- Prompt:
Copy every line of the data exactly, leaving nothing out.

- Material provided:
** begin **

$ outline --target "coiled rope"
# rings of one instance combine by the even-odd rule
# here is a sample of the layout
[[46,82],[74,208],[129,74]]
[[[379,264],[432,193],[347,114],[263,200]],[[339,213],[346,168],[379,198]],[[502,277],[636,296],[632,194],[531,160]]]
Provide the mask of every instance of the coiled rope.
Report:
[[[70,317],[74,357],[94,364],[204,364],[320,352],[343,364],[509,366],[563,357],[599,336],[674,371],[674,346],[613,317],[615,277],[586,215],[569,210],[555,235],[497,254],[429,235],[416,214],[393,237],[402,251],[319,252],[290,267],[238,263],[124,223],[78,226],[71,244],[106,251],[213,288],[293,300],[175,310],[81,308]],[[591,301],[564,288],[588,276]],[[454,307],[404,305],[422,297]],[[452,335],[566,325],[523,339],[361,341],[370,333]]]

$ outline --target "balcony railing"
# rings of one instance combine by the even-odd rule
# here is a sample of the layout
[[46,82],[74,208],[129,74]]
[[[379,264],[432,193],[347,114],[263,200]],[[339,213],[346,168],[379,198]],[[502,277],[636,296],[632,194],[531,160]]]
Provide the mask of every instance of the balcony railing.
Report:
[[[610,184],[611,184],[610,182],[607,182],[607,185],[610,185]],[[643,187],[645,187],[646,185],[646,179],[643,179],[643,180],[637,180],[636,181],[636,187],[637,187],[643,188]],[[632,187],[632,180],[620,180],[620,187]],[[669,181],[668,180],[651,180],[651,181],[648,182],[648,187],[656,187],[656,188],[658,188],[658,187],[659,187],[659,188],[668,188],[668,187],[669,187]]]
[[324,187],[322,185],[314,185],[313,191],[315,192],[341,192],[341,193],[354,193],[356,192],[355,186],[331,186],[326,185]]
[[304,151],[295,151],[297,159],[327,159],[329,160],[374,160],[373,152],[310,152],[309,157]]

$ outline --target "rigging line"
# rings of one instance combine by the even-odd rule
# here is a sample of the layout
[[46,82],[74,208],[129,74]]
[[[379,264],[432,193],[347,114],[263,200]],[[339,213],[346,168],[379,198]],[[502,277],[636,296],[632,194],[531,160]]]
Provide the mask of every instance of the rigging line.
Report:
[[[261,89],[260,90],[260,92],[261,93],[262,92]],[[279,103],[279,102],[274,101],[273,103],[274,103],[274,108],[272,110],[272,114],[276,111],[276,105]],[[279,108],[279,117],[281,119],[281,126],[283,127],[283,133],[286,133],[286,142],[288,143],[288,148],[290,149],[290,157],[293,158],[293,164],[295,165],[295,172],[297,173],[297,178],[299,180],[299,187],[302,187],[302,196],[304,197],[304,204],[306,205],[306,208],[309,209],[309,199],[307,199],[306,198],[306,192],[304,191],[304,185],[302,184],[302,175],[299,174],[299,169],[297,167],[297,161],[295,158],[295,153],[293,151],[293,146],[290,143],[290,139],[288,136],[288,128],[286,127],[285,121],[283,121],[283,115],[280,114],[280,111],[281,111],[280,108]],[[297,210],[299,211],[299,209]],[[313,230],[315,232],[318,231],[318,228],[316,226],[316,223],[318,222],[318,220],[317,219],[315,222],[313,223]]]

** end **

- Reply to the exercise:
$ outline --target "coiled rope"
# rings of one instance combine by the even-odd rule
# here is a sample of the layout
[[46,82],[74,208],[129,74]]
[[[379,264],[432,193],[347,114],[263,200]],[[339,213],[346,168],[379,198]],[[502,277],[636,296],[632,194],[531,160]]]
Provide the mask of every instance of the coiled rope.
Report:
[[[70,317],[74,357],[94,364],[204,364],[320,352],[343,364],[509,366],[563,357],[599,336],[674,371],[674,346],[613,317],[615,277],[586,215],[569,210],[555,235],[497,254],[429,235],[416,214],[393,237],[402,251],[319,252],[290,267],[238,263],[124,223],[78,226],[71,244],[106,251],[213,288],[293,300],[175,310],[81,308]],[[591,301],[564,288],[588,276]],[[454,307],[404,305],[422,297]],[[452,335],[566,325],[523,339],[361,341],[370,333]]]

$ outline --target "balcony railing"
# rings of one instance combine by the even-odd rule
# here is a sample of the layout
[[46,82],[74,208],[129,74]]
[[[379,264],[432,193],[347,114],[263,200]],[[339,213],[346,168],[379,198]],[[502,277],[636,296],[632,194],[531,160]]]
Provide the mask of every instance of the balcony railing.
Report:
[[[610,184],[611,184],[610,182],[607,182],[607,185],[610,185]],[[643,187],[645,187],[646,185],[646,179],[643,179],[643,180],[637,180],[636,181],[636,187],[637,187],[643,188]],[[632,187],[632,180],[620,180],[620,187]],[[669,181],[668,180],[651,180],[651,181],[648,182],[648,187],[656,187],[656,188],[658,188],[658,187],[659,187],[659,188],[668,188],[668,187],[669,187]]]
[[324,187],[322,185],[314,185],[313,191],[315,192],[341,192],[341,193],[354,193],[356,192],[355,186],[331,186],[326,185]]
[[304,151],[295,151],[297,159],[327,159],[329,160],[374,160],[373,152],[310,152],[309,157]]

$ outline --target "rigging line"
# rings of one instance combine by the even-odd rule
# here is a sample of the layout
[[46,82],[74,208],[129,74]]
[[[379,264],[432,193],[347,114],[263,200]],[[339,213],[346,168],[379,198]],[[502,277],[636,296],[632,194],[531,160]]]
Provide the mask of every instance of the rigging line.
Report:
[[[261,89],[260,90],[260,92],[261,93],[262,92]],[[279,103],[279,102],[274,101],[273,103],[274,103],[274,108],[272,110],[272,114],[276,111],[276,105]],[[279,108],[279,117],[281,119],[281,126],[283,127],[283,133],[286,133],[286,142],[288,143],[288,148],[290,149],[290,157],[293,158],[293,164],[295,165],[295,172],[297,173],[297,178],[299,180],[299,187],[302,187],[302,196],[304,197],[304,204],[306,205],[306,208],[309,209],[309,199],[307,199],[306,198],[306,192],[304,191],[304,185],[302,184],[302,175],[299,174],[299,169],[297,167],[297,161],[295,158],[295,153],[293,151],[293,146],[290,143],[290,139],[288,136],[288,128],[286,127],[285,121],[283,121],[283,115],[280,114],[280,111],[281,111],[280,108]],[[297,210],[299,211],[299,209]],[[313,230],[315,232],[318,231],[318,228],[316,226],[316,223],[318,222],[318,220],[317,219],[315,222],[313,223]]]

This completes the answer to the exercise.